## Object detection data

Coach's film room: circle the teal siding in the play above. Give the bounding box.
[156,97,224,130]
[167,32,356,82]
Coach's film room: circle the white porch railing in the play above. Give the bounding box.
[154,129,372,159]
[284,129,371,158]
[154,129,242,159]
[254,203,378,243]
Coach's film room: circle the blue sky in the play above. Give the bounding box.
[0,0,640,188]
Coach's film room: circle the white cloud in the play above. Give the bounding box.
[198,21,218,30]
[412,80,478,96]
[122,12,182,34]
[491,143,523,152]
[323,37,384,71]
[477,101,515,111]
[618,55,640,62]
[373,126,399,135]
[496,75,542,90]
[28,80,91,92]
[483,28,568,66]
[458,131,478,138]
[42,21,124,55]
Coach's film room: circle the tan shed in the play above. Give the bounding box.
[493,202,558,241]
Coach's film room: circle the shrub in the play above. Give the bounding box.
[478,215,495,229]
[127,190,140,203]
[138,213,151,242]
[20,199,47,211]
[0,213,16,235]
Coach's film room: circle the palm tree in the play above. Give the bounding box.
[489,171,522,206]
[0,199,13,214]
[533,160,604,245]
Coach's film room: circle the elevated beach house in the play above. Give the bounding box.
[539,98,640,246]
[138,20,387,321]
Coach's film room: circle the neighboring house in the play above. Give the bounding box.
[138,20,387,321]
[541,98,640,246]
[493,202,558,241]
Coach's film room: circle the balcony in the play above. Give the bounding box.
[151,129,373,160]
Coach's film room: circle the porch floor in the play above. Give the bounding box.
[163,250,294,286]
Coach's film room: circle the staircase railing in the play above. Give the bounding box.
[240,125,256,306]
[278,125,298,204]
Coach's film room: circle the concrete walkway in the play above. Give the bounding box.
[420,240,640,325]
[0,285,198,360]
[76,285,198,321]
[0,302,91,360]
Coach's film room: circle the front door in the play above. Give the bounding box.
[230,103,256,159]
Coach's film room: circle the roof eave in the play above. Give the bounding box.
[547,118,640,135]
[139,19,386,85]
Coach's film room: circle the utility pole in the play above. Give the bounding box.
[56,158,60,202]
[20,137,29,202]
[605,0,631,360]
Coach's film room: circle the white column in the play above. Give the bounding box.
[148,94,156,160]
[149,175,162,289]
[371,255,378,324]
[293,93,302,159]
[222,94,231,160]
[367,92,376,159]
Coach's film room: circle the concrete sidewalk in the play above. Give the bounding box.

## TASK INSTRUCTIONS
Change every "circle" to "outline" in all the entries above, keeping everything else the same.

## RESULT BELOW
Coach's film room: outline the teal siding in the play above. Give the bounding box.
[156,97,224,130]
[167,32,356,82]
Coach's film room: outline the white porch railing in the play above. Give the bounding box.
[154,129,372,159]
[284,129,371,158]
[154,129,242,159]
[254,203,378,243]
Coach's film room: outline the blue sky in the play above. Give the bounding box.
[0,0,640,188]
Coach's film room: outline the white cloud in the play above. Give the bounding box.
[198,21,218,30]
[412,80,478,96]
[122,12,182,34]
[491,143,523,152]
[323,37,384,71]
[477,101,515,111]
[618,55,640,62]
[373,126,399,135]
[496,75,542,90]
[28,80,91,92]
[483,28,568,66]
[458,131,478,138]
[42,21,124,55]
Coach's film room: outline the tan shed in the play above. Give the bounding box.
[493,202,558,241]
Coach's film room: outline the shrub in the play above. Give the bounding box.
[478,215,495,229]
[127,190,140,203]
[138,213,151,242]
[20,199,47,211]
[0,213,16,235]
Coach's film room: outline the palm tree in the play above. Give the bounding box.
[489,171,522,206]
[0,199,13,214]
[533,160,604,245]
Coach's film room: outline the elevated beach house in the play above. Give the bounding box.
[539,98,640,246]
[138,20,387,321]
Coach's film room: outline the neighboring house in the play above. Give the bounding box.
[138,20,387,321]
[541,98,640,246]
[493,202,558,241]
Coach's film room: outline the balcony in the play above. Give the bounding box.
[151,129,373,160]
Coach's film room: outline the porch floor in the play above. Give the bounding box.
[163,250,294,286]
Coach's film room: outline the staircase railing in the play above. Give the bounding box.
[240,125,256,306]
[278,125,298,204]
Coach's film room: outline the concrete walkway in the play above. Give the bounding box.
[420,240,640,325]
[0,285,198,360]
[76,285,198,321]
[0,302,91,360]
Coach's film room: outline the front door in the play above. Give the bounding box.
[230,103,256,159]
Coach's film room: outline the roof eave in the play above. Give the bounding box.
[547,118,640,135]
[139,19,386,85]
Coach's film room: outline the utility pole in the play above. Give the bounding box.
[56,158,60,202]
[20,137,29,202]
[605,0,631,360]
Coach's film room: outline the white column in the play above. Give the bounding box.
[148,94,156,160]
[149,175,162,289]
[371,255,378,324]
[293,93,302,159]
[222,94,231,160]
[367,92,376,159]
Coach's film room: outline the concrete sidewalk in the play above. Give the bounding box.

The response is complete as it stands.